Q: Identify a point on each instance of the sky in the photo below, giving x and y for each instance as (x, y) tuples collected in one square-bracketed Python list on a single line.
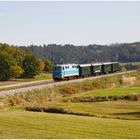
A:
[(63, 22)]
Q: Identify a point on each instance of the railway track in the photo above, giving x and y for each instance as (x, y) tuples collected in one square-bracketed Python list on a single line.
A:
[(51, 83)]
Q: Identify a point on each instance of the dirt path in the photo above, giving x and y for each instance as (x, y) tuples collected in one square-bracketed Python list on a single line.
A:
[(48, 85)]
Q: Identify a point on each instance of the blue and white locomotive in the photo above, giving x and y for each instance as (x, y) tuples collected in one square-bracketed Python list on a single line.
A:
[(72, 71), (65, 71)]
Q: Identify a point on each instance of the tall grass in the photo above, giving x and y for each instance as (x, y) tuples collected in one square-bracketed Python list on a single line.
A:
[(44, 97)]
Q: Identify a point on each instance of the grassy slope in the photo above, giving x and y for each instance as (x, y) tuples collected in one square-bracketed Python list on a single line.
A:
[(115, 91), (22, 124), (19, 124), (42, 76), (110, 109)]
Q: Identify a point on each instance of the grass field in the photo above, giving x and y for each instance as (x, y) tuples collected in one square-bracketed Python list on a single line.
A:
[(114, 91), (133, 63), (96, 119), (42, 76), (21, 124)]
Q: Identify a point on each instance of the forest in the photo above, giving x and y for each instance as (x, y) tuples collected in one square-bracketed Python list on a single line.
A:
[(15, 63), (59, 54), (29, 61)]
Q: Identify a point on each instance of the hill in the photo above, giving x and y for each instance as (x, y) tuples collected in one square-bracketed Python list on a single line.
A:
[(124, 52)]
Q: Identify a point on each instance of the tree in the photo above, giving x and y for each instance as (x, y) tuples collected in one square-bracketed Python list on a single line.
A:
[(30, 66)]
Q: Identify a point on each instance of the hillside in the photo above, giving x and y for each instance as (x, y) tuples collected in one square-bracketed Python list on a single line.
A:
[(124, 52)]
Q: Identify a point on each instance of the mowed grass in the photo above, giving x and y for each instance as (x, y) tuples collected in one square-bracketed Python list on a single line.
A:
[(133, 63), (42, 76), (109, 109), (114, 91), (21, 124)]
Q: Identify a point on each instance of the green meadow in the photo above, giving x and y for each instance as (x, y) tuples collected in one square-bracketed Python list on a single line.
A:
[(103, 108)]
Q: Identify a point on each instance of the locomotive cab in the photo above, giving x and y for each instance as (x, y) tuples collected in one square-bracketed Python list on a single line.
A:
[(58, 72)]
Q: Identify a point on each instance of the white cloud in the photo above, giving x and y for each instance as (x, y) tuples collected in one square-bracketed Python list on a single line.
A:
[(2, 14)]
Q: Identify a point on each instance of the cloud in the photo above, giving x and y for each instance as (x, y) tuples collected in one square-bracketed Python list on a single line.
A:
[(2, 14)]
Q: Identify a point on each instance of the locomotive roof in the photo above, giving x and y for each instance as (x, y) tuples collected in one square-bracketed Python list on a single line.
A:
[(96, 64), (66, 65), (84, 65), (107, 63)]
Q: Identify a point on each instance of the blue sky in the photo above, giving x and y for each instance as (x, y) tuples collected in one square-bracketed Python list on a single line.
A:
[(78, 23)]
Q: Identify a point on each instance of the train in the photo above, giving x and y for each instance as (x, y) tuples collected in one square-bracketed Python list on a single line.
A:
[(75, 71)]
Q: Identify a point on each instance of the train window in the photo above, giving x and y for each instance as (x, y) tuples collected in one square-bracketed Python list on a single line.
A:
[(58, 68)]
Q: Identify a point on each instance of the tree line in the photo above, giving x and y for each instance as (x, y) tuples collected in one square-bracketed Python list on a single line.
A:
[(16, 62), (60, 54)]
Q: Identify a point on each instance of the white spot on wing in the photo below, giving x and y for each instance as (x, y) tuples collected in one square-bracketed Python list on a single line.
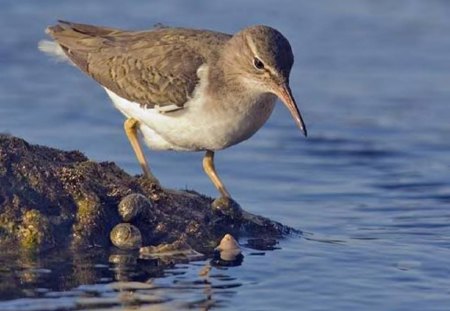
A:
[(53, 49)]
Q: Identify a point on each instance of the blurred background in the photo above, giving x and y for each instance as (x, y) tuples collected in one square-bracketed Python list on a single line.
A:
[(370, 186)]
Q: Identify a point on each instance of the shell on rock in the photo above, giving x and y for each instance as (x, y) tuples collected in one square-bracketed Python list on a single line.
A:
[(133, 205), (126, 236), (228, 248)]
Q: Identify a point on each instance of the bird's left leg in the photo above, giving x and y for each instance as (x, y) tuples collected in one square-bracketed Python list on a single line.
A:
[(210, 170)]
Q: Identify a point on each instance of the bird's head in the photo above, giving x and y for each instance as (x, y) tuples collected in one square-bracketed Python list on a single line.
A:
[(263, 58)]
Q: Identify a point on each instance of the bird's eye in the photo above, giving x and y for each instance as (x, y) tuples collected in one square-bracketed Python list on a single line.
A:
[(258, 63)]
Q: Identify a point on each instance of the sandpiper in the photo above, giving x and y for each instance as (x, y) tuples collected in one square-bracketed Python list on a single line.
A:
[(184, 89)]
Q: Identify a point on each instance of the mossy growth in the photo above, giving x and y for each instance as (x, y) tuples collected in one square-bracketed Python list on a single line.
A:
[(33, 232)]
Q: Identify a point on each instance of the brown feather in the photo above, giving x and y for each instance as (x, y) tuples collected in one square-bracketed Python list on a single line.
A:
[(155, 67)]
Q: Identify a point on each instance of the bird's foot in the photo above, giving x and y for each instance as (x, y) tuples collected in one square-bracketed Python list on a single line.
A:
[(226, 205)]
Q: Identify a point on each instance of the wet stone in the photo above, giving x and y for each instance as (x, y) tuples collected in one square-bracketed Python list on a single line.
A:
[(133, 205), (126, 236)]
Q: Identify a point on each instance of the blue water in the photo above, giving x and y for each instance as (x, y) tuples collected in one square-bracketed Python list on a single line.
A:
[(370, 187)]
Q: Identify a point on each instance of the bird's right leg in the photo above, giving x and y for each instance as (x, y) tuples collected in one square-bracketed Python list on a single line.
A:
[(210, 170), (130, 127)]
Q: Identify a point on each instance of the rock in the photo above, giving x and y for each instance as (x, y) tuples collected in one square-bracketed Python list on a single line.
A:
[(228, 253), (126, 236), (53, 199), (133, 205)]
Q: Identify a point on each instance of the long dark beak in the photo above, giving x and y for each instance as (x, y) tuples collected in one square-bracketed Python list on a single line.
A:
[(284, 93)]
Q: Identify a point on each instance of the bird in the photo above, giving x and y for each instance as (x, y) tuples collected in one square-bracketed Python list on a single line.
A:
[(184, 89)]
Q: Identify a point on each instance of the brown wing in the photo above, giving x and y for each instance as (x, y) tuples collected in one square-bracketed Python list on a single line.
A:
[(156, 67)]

══════

> **ABOUT THIS TASK**
Every line of the listing that holds "wing" should be found and copied.

> **ANSWER AREA**
Q: Identify a point on each instance of the white spot on wing in the photo below, giving x and y for each instance as (x, y) tuples collected in one square-bracketed Python list on a single line.
Q: Identify a point on each instance of the brown wing in the photo above, giving x and y for each instance as (x, y) tuples collected in one square-bracketed Python list on a single line.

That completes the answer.